───── 文章 ─────

本篇源自LeetCode Jewels and Stones 珠寶與石頭的問題,想說是否可以用多執行緒來處理看看。本篇只是練習如何使用Callable
返回值。
想法是把代表石頭的字串分為前後兩半,分別交給兩個執行緒來處理,處理完返回屬於珠寶的數目。
因為執行緒Runnable
無法返回值,所以改用Callable
。
建立NumJewelsInStonesTask
類別繼承Callable
介面,並在實作的Callable.call()
方法呼叫找出珠寶的方法numJewelsInStones()
。
import java.util.HashMap;
import java.util.Map;
import java.util.concurrent.Callable;
public class NumJewelsInStonesTask implements Callable<Integer> {
private String J;
private String S;
public NumJewelsInStonesTask(String J, String S) {
this.J = J;
this.S = S;
}
@Override
public Integer call() throws Exception {
return numJewelsInStones(J, S);
}
private int numJewelsInStones(String J, String S) {
Map<Character, Integer> map = new HashMap<Character, Integer>();
for (char j : J.toCharArray()) {
map.put(j, 1);
}
int count = 0;
for (char s : S.toCharArray()) {
if (map.get(s) != null) {
count++;
}
}
return count;
}
}
測試
import java.util.concurrent.ExecutionException;
import java.util.concurrent.ExecutorService;
import java.util.concurrent.Executors;
import java.util.concurrent.Future;
import org.apache.commons.text.RandomStringGenerator;
public class App {
public static void main(String[] args) throws InterruptedException, ExecutionException {
String J = "aAbBcCdDeEfFgG"; // 珠寶種類
String S = genRandomLengthString(100000000); // 產生 "a - z", "A - Z"隨機字串, 長度=100000000
long startTime = System.nanoTime();
int jewelNumber = numJewelsInStones(J, S);
long endTime = System.nanoTime();
System.out.println("Jewel Number:" + jewelNumber);
System.out.println("Execution Time:" + (endTime - startTime) + " nanosecond");
}
private static String genRandomLengthString(int length) {
char[][] pairs = { { 'a', 'z' }, { 'A', 'Z' } }; // 隨機字串範圍
RandomStringGenerator generator = new RandomStringGenerator.Builder().withinRange(pairs).build();
return generator.generate(length); // 產生 "a - z", "A - Z"隨機字串
}
private static int numJewelsInStones(String J, String S) throws InterruptedException, ExecutionException {
NumJewelsInStonesTask task1 = new NumJewelsInStonesTask(J, S.substring(0, S.length() / 2));
NumJewelsInStonesTask task2 = new NumJewelsInStonesTask(J, S.substring(S.length() / 2));
ExecutorService executor = Executors.newCachedThreadPool();
Future<Integer> future1 = executor.submit(task1);
Future<Integer> future2 = executor.submit(task2);
int count1 = future1.get();
int count2 = future2.get();
if (future1.isDone() && future2.isDone()) {
executor.shutdown();
}
return count1 + count2;
}
}
使用 System.out.println(Thread.currentThread().getName())

─────

• 練習題目
**1)** 依據文章回答下列問題:
(a) 代表石頭的字串如何交給執行緒處理?
(b) 為什麼不用 Runnable 而改用 Callable?
(c) 測試程式中代表珠寶種類的字串 J 設為什麼值?
**2)** 把文章中以「本篇源自LeetCode」開頭的段落改寫成條列,保留主要事實。

───── 儲存資料 ─────

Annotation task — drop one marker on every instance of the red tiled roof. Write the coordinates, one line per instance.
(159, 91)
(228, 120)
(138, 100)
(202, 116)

─────

• 參考答案
**1)**
(a) 分為前後兩半,分別交給兩個執行緒處理,處理完返回屬於珠寶的數目。
(b) 因為 Runnable 無法返回值。
(c) "aAbBcCdDeEfFgG"。

**2)**
- 出處:LeetCode Jewels and Stones(珠寶與石頭)問題
- 想法:嘗試用多執行緒來處理
- 目的:只是練習如何使用 Callable 返回值